◆ Consignes
(1) D'après l'extrait, qui a pris la photo évoquée au sujet de la séance ?
(2) Indiquez si chacune des affirmations suivantes concorde avec l'extrait, en répondant par oui ou par non et en citant les mots décisifs. (a) L'Assemblée nationale a terminé l'examen du projet de loi dans la nuit de jeudi à vendredi. (b) L'auteur estime que la violence physique peut s'excuser selon le lieu. (c) L'auteur considère que les ultras présents dans les travées représentent le groupe UMP.

◆ Extrait du texte
Politique / France

Mariage pour tous: la séance de la Honte

Autant sur la première lecture du texte, l'UMP n'a pas trop mal joué, autant elle a fait naufrage en deuxième lecture, en se laissant entraîner par la radicalisation d'un petit noyau de militants qui ne sont certainement pas représentatifs de toute la droite, tant sur le plan des idées que des méthodes.

Un détail de la photo prise anonymement par un député PS dans la nuit de jeudi à vendredi 19 avril 2013.
Un détail de la photo prise anonymement par un député PS dans la nuit de jeudi à vendredi 19 avril 2013.

Temps de lecture: 3 minutes

Cette nuit de jeudi à vendredi, l'Assemblée nationale a terminé l'examen, en seconde lecture, du projet de loi sur le mariage pour tous, dans une ambiance absolument lamentable. Une honte. Cette photo, prise par un député PS anonyme, résume bien ce que fut l'attitude du groupe UMP, du moins des quelques ultras présents dans les travées, et qui ne sont en rien représentatifs de ce groupe.

On y voit des députés descendant faire le coup de poing contre un commissaire du gouvernement (le directeur des affaires civiles et du sceaux au ministère de la Justice) pour un regard de travers. Ceux qui figurent sur cette photo doivent avoir honte, ce matin...

La honte est à plusieurs titres. D'abord la violence physique, qui est inexcusable, quel que soit le lieu, quel que que soit le prétexte. On peut tourner autour du pot tant qu'on veut, arguer de toutes les provocations, c'est toujours celui qui cogne en premier qui a tort! Ce qui est grave, c'est que le rôle du Parlement est justement d'exprimer et de canaliser la violence des affrontements politiques, pour éviter qu'ils ne débouchent sur des affrontements physiques et violents.

◆ Données brutes

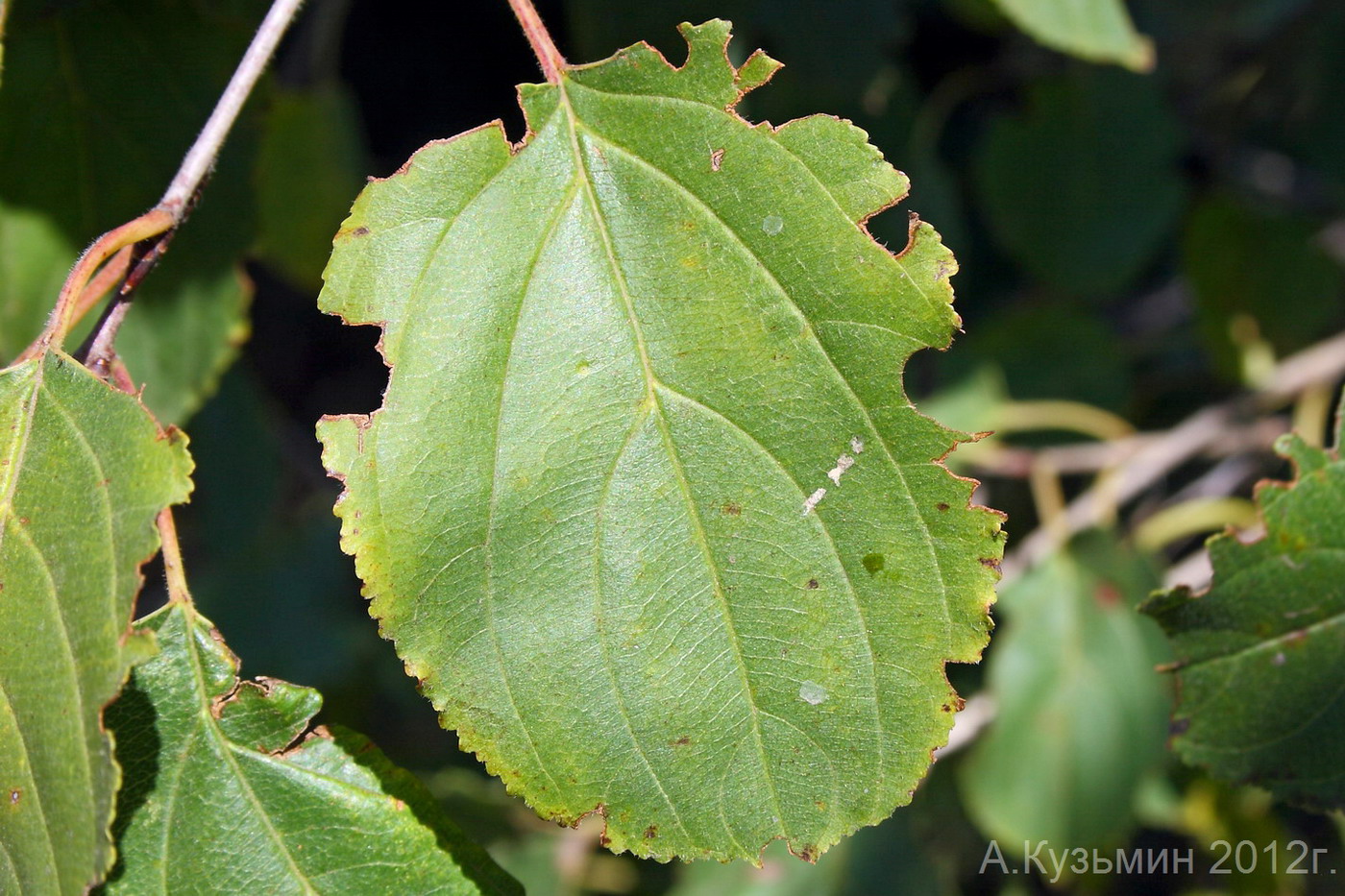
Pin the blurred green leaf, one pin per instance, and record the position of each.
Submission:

◆ Corrigé de l'exercice
(1) Un député PS anonyme.

(2)
(a) Oui : « Cette nuit de jeudi à vendredi, l'Assemblée nationale a terminé l'examen, en seconde lecture, du projet de loi sur le mariage pour tous ».
(b) Non : « D'abord la violence physique, qui est inexcusable, quel que soit le lieu ».
(c) Non : « et qui ne sont en rien représentatifs de ce groupe ».